**Exercise instructions:**
All of the lines below are to be transcribed faithfully, with pictures excluded from the copy.

— START Information given —

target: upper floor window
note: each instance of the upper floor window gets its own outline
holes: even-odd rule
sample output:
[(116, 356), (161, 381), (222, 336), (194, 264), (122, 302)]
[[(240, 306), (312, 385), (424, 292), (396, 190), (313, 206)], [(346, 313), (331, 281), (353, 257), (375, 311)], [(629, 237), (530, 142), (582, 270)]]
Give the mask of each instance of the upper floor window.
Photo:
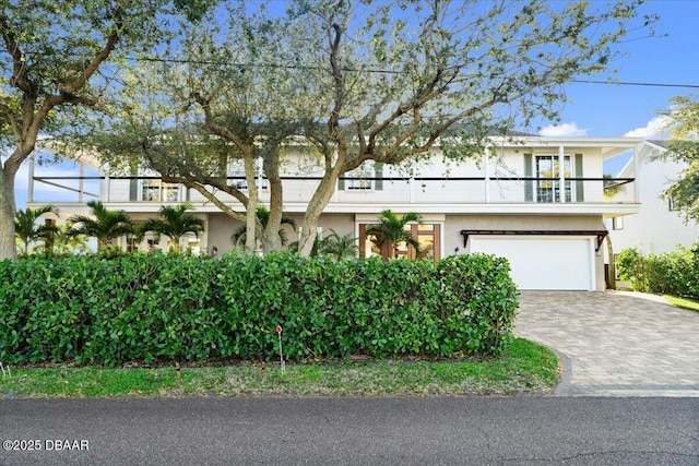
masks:
[[(228, 184), (240, 189), (248, 189), (248, 180), (245, 176), (245, 163), (240, 158), (234, 158), (228, 160), (228, 177), (232, 178), (228, 180)], [(257, 160), (254, 164), (254, 178), (260, 183), (261, 188), (268, 189), (270, 187), (270, 182), (266, 178), (264, 178), (264, 171), (262, 170), (261, 160)]]
[[(156, 172), (145, 170), (142, 176), (155, 177)], [(141, 180), (141, 201), (149, 202), (179, 202), (182, 201), (182, 187), (176, 183), (166, 183), (161, 179)]]
[(358, 168), (347, 171), (340, 179), (337, 189), (352, 191), (369, 191), (383, 189), (383, 164), (367, 160)]
[[(535, 159), (536, 178), (550, 180), (536, 181), (536, 202), (558, 202), (560, 195), (560, 162), (557, 155), (537, 155)], [(564, 157), (564, 176), (572, 176), (570, 156)], [(566, 202), (572, 202), (572, 183), (564, 181)]]
[(670, 212), (679, 211), (679, 208), (677, 207), (677, 203), (675, 202), (674, 198), (668, 198), (667, 199), (667, 208), (670, 208)]

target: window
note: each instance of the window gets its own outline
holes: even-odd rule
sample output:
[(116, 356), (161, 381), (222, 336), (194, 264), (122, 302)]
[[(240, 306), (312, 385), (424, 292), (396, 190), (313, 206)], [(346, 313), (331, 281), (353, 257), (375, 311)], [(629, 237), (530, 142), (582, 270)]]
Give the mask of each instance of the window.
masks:
[(419, 243), (419, 256), (417, 256), (415, 250), (405, 242), (396, 244), (395, 250), (393, 250), (393, 246), (389, 244), (388, 241), (379, 248), (375, 242), (376, 238), (366, 238), (365, 232), (369, 225), (370, 224), (359, 224), (359, 255), (363, 258), (369, 258), (371, 255), (391, 258), (395, 254), (396, 258), (404, 256), (410, 260), (430, 259), (438, 261), (440, 259), (441, 228), (439, 224), (410, 224), (405, 226), (405, 230), (411, 231), (411, 236), (416, 238)]
[(675, 198), (667, 199), (667, 208), (670, 208), (670, 212), (679, 211), (679, 208), (677, 207), (677, 204), (675, 202)]
[[(158, 176), (155, 171), (144, 170), (144, 177)], [(149, 202), (179, 202), (181, 201), (181, 187), (175, 183), (165, 183), (161, 179), (141, 180), (141, 201)]]
[[(242, 159), (234, 158), (228, 160), (228, 177), (233, 178), (228, 180), (228, 184), (239, 190), (248, 189), (248, 180), (245, 177), (245, 163)], [(264, 178), (264, 172), (260, 163), (254, 164), (254, 178), (258, 180), (258, 183), (260, 182), (259, 180), (262, 179), (262, 189), (269, 188), (270, 182)]]
[[(560, 191), (559, 158), (557, 155), (537, 155), (535, 160), (536, 178), (550, 178), (550, 180), (536, 181), (536, 202), (558, 202)], [(564, 158), (564, 176), (572, 175), (570, 156)], [(565, 181), (566, 202), (572, 202), (572, 183)]]
[(348, 190), (370, 190), (374, 189), (374, 164), (365, 162), (355, 170), (350, 171), (346, 177)]
[(339, 190), (348, 191), (380, 191), (383, 189), (383, 164), (367, 160), (358, 168), (344, 174), (337, 180)]

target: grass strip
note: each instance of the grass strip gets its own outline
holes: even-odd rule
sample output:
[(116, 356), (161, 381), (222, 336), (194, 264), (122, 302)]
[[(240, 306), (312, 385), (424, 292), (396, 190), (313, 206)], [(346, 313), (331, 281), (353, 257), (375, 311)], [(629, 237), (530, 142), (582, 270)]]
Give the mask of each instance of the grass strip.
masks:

— END Information given —

**Result for this exercise:**
target: upper floor window
note: each instance of the upper floor window gets its own outline
holes: even-odd rule
sample output:
[(116, 356), (161, 381), (222, 336), (194, 264), (122, 302)]
[[(240, 306), (312, 385), (424, 292), (396, 190), (313, 206)], [(346, 313), (331, 281), (353, 257), (375, 311)], [(629, 237), (530, 142), (582, 270)]]
Give the mask of each instance of the upper floor window.
Photo:
masks:
[[(228, 184), (240, 189), (248, 189), (248, 180), (245, 176), (245, 163), (240, 158), (234, 158), (228, 160), (228, 177), (232, 178), (228, 180)], [(257, 160), (254, 164), (254, 178), (260, 183), (261, 188), (268, 189), (270, 187), (270, 182), (266, 178), (264, 178), (264, 171), (262, 170), (261, 160)]]
[[(156, 172), (145, 170), (142, 176), (155, 177)], [(141, 180), (141, 201), (149, 202), (179, 202), (182, 201), (182, 187), (176, 183), (166, 183), (161, 179)]]
[(358, 168), (347, 171), (340, 179), (337, 189), (352, 191), (369, 191), (383, 189), (383, 164), (367, 160)]
[[(535, 159), (536, 178), (550, 180), (536, 181), (536, 202), (558, 202), (560, 195), (560, 162), (557, 155), (537, 155)], [(564, 157), (564, 176), (572, 176), (570, 156)], [(566, 202), (572, 202), (572, 183), (564, 181)]]
[(670, 212), (679, 211), (679, 208), (677, 207), (677, 203), (675, 202), (674, 198), (668, 198), (667, 199), (667, 208), (670, 208)]

target: window
note: each instance of the window gets its own outline
holes: even-odd rule
sample output:
[(116, 356), (161, 381), (222, 336), (194, 264), (122, 302)]
[[(240, 306), (312, 385), (424, 292), (396, 190), (313, 206)], [(346, 313), (331, 281), (353, 257), (375, 311)], [(629, 237), (530, 142), (582, 270)]]
Give the mask of each instance of the window.
masks:
[(419, 243), (419, 256), (417, 256), (415, 250), (405, 242), (396, 244), (395, 250), (393, 250), (393, 246), (389, 244), (388, 241), (379, 248), (375, 242), (376, 238), (366, 238), (365, 232), (369, 225), (370, 224), (359, 224), (359, 255), (363, 258), (369, 258), (371, 255), (391, 258), (395, 254), (396, 258), (404, 256), (410, 260), (430, 259), (438, 261), (440, 259), (441, 228), (439, 224), (410, 224), (405, 226), (405, 230), (411, 231), (411, 236), (416, 238)]
[(675, 198), (667, 199), (667, 208), (670, 208), (670, 212), (679, 211), (679, 208), (677, 207), (677, 204), (675, 202)]
[[(158, 176), (155, 171), (144, 170), (144, 177)], [(149, 202), (179, 202), (181, 201), (181, 187), (175, 183), (165, 183), (161, 179), (141, 180), (141, 201)]]
[[(242, 159), (234, 158), (228, 160), (228, 177), (233, 178), (228, 180), (228, 184), (239, 190), (248, 189), (248, 180), (245, 177), (245, 163)], [(264, 178), (264, 172), (260, 163), (254, 164), (254, 178), (258, 180), (258, 183), (260, 182), (259, 180), (262, 179), (262, 189), (269, 188), (270, 182)]]
[[(560, 191), (559, 158), (557, 155), (537, 155), (535, 160), (536, 178), (550, 178), (550, 180), (536, 181), (536, 202), (558, 202)], [(564, 158), (564, 176), (572, 175), (570, 156)], [(565, 181), (566, 202), (572, 202), (572, 183)]]
[(348, 190), (370, 190), (374, 189), (374, 164), (365, 162), (355, 170), (350, 171), (346, 177)]
[(339, 190), (348, 191), (380, 191), (383, 189), (383, 164), (367, 160), (358, 168), (344, 174), (337, 180)]

target: grass strip
note: each instance of the grass strip gets its own outline
holes: even-odd rule
sample output:
[(116, 356), (161, 381), (222, 336), (194, 264), (122, 302)]
[[(240, 306), (312, 385), (424, 292), (396, 190), (313, 206)], [(346, 313), (331, 281), (353, 257), (375, 311)], [(629, 237), (530, 142), (582, 270)]]
Give the mask of each instance of the grass strip.
masks:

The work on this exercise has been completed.